→ **Written instruction**
Express the rows below as a JSON list of strings, one string per line and blank lines omitted. Include only the part that opens with the line containing "glass in the photo above." and runs through the end of the rows.

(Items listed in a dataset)
──────────────────────────────

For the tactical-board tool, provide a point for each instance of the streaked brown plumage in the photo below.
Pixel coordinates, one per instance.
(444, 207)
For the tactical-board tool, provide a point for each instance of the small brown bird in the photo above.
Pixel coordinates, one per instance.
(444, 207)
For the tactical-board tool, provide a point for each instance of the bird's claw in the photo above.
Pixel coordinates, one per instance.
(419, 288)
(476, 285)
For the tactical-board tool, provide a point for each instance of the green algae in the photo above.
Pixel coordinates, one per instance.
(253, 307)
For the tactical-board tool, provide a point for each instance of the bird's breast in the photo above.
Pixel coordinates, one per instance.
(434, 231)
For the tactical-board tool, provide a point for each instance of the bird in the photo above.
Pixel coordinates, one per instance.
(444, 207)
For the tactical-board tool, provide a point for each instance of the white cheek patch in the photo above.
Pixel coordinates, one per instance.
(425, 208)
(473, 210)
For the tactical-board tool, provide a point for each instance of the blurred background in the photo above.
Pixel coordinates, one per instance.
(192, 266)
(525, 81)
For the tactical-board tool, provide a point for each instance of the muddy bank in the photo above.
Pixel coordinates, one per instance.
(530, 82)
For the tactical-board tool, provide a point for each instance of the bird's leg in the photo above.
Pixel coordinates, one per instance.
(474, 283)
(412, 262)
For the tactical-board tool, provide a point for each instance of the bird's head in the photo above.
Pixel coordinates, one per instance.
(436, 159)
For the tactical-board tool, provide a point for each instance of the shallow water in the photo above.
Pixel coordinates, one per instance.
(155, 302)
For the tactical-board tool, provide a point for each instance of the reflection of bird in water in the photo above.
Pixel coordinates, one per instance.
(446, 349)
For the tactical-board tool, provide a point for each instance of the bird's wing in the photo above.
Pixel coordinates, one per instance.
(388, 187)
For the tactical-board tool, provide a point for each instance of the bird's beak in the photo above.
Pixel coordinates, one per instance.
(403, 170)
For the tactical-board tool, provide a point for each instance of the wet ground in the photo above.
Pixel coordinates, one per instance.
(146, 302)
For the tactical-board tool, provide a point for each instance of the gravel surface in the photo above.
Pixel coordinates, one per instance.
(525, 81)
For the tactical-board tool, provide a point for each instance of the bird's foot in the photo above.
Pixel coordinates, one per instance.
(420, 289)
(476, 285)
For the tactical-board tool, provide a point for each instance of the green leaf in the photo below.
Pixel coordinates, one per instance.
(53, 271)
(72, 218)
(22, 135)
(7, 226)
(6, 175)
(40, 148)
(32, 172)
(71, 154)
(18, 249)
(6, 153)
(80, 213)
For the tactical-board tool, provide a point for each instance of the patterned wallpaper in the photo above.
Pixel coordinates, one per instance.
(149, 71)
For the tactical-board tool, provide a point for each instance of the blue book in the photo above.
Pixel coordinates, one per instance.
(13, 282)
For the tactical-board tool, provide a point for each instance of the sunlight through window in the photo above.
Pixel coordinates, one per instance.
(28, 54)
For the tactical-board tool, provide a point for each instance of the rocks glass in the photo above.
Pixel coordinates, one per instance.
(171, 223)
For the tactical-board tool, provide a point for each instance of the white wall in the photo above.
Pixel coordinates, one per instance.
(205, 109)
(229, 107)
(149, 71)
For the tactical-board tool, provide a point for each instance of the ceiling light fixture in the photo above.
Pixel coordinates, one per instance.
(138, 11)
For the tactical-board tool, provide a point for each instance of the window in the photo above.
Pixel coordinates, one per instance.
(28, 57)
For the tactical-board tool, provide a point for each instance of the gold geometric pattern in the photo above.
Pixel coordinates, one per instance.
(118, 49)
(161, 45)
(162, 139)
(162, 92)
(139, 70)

──────────────────────────────

→ **Task solution**
[
  "For the tactical-board tool, provide a point for each instance of the rocks glass in the photo above.",
  "Pixel coordinates, one per instance.",
  "(171, 223)",
  "For the tactical-board tool, provide a point for each instance of the white wall in the photo above.",
  "Pixel coordinates, one per instance.",
  "(205, 109)",
  "(229, 107)",
  "(149, 71)",
  "For the tactical-board tool, provide a point for each instance of the ceiling light fixture in the photo above.",
  "Pixel coordinates, one per instance.",
  "(138, 11)",
  "For the tactical-board tool, provide a point for each instance of the window in the photo above.",
  "Pixel coordinates, one per instance.",
  "(28, 57)",
  "For the tactical-board tool, provide a point for each instance of the gold geometric pattern in the photo above.",
  "Pixel coordinates, one per instance.",
  "(118, 49)",
  "(161, 45)",
  "(162, 139)",
  "(162, 92)",
  "(139, 70)"
]